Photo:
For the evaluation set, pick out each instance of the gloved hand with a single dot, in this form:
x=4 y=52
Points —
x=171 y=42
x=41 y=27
------
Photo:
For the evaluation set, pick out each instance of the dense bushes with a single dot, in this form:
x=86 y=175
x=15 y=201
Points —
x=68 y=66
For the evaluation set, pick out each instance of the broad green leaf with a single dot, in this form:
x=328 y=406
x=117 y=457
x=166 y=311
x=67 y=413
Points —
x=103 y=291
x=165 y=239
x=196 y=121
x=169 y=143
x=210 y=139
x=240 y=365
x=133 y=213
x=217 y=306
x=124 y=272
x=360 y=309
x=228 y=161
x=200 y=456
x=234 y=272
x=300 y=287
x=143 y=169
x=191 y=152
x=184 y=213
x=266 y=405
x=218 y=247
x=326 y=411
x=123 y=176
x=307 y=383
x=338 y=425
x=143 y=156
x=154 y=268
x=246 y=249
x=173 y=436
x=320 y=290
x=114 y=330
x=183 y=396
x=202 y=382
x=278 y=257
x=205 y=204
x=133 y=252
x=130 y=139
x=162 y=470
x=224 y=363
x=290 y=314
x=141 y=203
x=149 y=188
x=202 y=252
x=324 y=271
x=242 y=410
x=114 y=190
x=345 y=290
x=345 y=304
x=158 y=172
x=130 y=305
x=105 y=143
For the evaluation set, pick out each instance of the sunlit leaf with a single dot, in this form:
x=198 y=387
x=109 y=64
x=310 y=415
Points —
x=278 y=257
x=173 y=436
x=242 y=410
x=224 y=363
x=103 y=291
------
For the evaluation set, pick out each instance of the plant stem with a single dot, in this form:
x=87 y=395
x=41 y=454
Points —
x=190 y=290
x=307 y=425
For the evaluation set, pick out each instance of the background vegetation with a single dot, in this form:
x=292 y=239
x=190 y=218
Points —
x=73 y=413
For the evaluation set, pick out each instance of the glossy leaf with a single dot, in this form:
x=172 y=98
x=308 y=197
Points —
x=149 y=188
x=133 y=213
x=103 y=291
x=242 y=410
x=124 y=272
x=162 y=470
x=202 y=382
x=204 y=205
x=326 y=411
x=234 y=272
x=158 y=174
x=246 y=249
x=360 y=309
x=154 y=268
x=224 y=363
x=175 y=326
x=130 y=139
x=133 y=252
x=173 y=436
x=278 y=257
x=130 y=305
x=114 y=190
------
* **WRITTEN REQUEST**
Shift every answer coordinate by 114 in the rows starting at the line containing "For the evaluation set, pick out each instance of the broad" and ending at the line containing "x=228 y=161", adding 114 to both x and y. Reproduce only those lines, requests included, and leave the format samples in the requests unchanged.

* **COMPLETE ANSWER**
For the evaluation set, pick out each instance of the broad green leaf with a single dot, in this form:
x=328 y=406
x=117 y=457
x=166 y=311
x=67 y=413
Points —
x=217 y=405
x=279 y=353
x=310 y=235
x=283 y=257
x=324 y=253
x=354 y=479
x=247 y=327
x=331 y=420
x=238 y=386
x=474 y=423
x=342 y=275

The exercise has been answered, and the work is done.